**What you should do**
Please reproduce the lines below character for character, leaving out the pictures.

**Records provided**
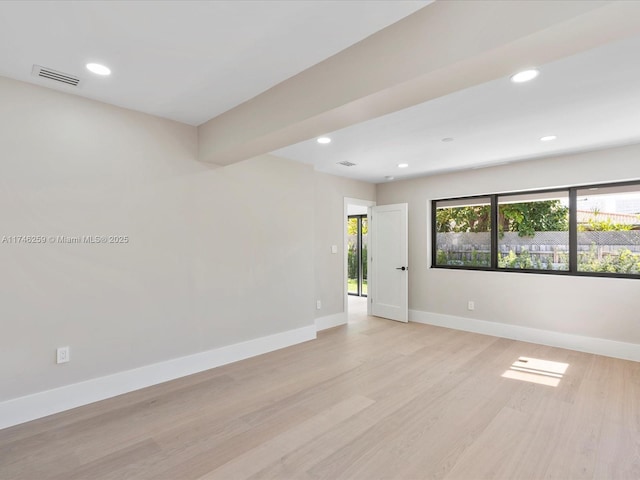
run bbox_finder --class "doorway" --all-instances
[343,197,376,321]
[347,214,369,297]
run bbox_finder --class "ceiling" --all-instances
[0,0,432,125]
[273,33,640,183]
[0,0,640,183]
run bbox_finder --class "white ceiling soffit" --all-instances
[0,0,431,125]
[198,0,640,165]
[273,36,640,183]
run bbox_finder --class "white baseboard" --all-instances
[0,325,316,429]
[409,310,640,362]
[316,312,347,332]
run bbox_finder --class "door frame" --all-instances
[342,197,376,316]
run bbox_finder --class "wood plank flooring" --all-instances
[0,298,640,480]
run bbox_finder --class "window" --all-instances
[576,185,640,275]
[435,197,491,267]
[498,191,569,270]
[432,182,640,278]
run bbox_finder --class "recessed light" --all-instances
[87,63,111,76]
[511,68,540,83]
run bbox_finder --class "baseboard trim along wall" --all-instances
[316,312,347,332]
[0,325,316,429]
[409,310,640,362]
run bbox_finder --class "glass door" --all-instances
[347,215,369,297]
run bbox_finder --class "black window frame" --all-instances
[431,179,640,279]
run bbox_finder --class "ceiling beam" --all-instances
[198,0,640,165]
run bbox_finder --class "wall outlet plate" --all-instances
[56,347,71,363]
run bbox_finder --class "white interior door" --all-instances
[369,203,409,322]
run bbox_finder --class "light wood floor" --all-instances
[0,298,640,480]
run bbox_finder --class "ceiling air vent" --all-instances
[31,65,80,87]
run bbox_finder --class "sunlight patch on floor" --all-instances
[502,357,569,387]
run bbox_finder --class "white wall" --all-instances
[0,77,318,402]
[377,145,640,344]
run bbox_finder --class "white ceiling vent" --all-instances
[31,65,80,87]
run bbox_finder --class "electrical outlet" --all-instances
[56,347,71,363]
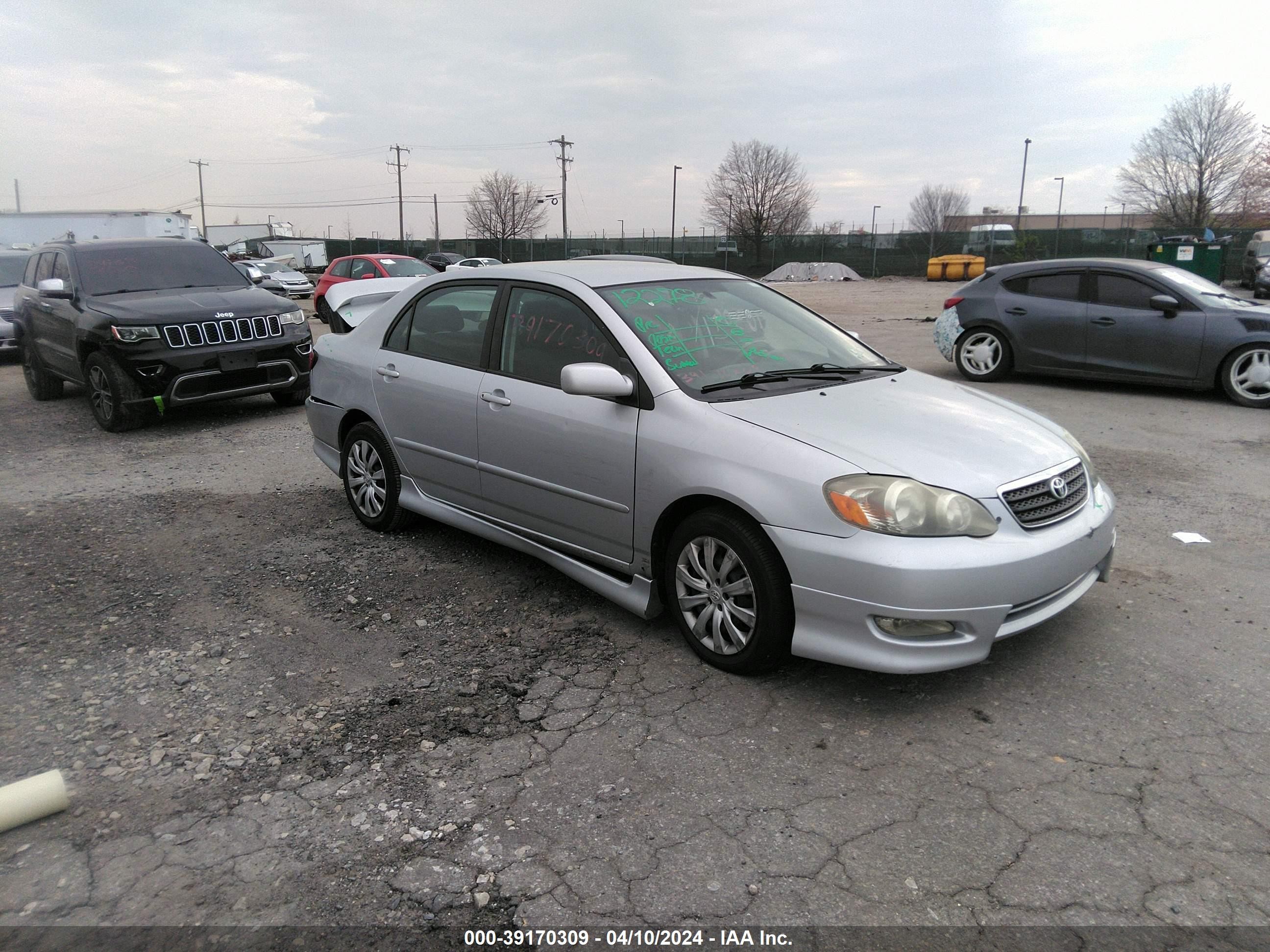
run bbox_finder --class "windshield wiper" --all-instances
[700,363,903,394]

**Output of the exercise**
run bbox_finder --class "doorway" --all-instances
[343,197,376,321]
[347,214,369,297]
run bbox_finder --class "ceiling" --all-instances
[0,0,432,125]
[273,33,640,183]
[0,0,640,183]
run bbox_finder --class "white ceiling soffit" --all-instances
[0,0,431,125]
[198,0,640,165]
[273,36,640,183]
run bbox_finder --class "white baseboard" --all-instances
[0,325,316,429]
[409,310,640,362]
[316,312,347,332]
run bbox_finder --class "door frame" --all-instances
[342,197,376,316]
run bbox_finder --class "wood plank flooring" --all-instances
[0,298,640,480]
run bbox_finder --class "window" --all-instances
[576,185,640,275]
[435,197,491,267]
[498,191,569,270]
[432,182,640,278]
run bbox_finder --class "recessed light" --all-instances
[87,63,111,76]
[511,68,540,83]
run bbox_finder --class "baseboard trim along wall" --all-instances
[316,312,347,332]
[0,325,316,429]
[409,310,640,362]
run bbox_finder --class "glass door" --all-instances
[347,215,369,297]
run bbox_finder --class "black window frame" --all-instances
[431,179,640,279]
run bbox_finder --class "ceiling beam" --all-instances
[198,0,640,165]
run bbox_finder --class "wall outlet plate" --all-instances
[56,347,71,363]
run bbox_finder --class "white interior door" --all-instances
[369,203,409,322]
run bbox_finder --class "light wood floor" --all-instances
[0,298,640,480]
run bbox_finder --class "ceiling air vent" --all-instances
[31,65,80,87]
run bbox_finder --class "sunlight patch on floor" --all-instances
[502,357,569,387]
run bbox_finder --class "white wall" --all-instances
[0,77,318,402]
[377,145,640,344]
run bbox_finder --class "white ceiling vent" --all-instances
[31,65,80,87]
run bbox_finder --class "electrical outlet" --all-instances
[56,347,71,363]
run bbox_finder --class "windshield wiper" --all-instances
[700,363,903,394]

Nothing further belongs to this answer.